Items listed in a dataset:
──────
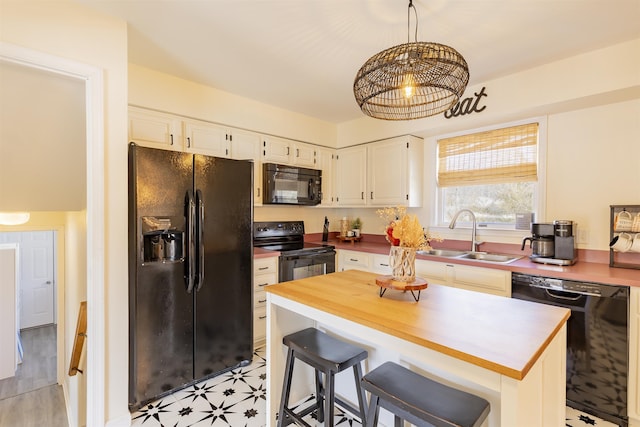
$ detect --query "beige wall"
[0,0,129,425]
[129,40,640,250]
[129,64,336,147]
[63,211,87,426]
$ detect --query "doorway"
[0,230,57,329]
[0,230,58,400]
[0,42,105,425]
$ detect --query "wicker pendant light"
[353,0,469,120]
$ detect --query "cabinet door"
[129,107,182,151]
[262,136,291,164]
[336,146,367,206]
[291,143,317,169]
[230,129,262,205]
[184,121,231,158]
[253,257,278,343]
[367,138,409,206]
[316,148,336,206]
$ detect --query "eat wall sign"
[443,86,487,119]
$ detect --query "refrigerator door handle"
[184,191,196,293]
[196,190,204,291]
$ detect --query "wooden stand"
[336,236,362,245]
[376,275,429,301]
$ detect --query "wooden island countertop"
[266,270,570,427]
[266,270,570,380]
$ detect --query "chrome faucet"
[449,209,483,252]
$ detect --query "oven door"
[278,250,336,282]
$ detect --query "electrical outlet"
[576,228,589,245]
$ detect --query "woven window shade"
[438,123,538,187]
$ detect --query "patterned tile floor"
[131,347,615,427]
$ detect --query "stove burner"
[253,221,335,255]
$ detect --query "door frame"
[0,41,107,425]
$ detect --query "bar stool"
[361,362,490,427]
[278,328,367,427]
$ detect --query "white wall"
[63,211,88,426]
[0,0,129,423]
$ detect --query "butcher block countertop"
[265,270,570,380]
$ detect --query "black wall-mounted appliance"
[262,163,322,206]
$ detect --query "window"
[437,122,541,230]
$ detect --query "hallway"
──────
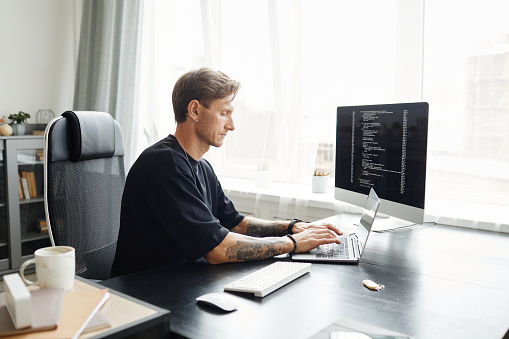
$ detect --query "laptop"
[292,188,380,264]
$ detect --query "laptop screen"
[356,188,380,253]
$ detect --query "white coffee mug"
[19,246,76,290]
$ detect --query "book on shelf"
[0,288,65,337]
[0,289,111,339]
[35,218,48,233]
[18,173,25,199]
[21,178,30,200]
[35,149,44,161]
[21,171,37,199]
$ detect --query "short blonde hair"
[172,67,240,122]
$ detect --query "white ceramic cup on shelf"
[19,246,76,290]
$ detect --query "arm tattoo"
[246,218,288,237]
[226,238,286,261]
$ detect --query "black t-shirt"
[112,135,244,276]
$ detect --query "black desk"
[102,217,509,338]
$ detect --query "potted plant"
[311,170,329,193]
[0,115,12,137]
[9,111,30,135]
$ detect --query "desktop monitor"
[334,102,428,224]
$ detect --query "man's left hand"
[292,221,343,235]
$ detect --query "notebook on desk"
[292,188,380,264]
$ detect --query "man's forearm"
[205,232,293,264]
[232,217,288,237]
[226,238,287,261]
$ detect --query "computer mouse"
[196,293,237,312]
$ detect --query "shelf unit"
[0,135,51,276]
──────
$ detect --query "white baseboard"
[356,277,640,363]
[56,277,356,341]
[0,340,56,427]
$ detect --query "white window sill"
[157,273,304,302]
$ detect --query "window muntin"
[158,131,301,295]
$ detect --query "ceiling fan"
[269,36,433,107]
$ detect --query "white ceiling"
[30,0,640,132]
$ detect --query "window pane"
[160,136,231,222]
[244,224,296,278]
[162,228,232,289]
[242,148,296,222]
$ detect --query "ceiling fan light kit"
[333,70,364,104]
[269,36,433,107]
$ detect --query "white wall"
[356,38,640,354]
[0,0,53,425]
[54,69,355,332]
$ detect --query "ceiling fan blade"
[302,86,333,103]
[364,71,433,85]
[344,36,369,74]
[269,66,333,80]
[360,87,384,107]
──────
_Written task_.
Please report every line of the data above that contains the word "ceiling", treating uppercase and lowercase as different. Copy each matching line in full.

_Correct response_.
$ detect --query "ceiling fan"
$ detect --query "white ceiling"
$ detect --query "ceiling fan light kit"
$ detect --query "ceiling fan blade"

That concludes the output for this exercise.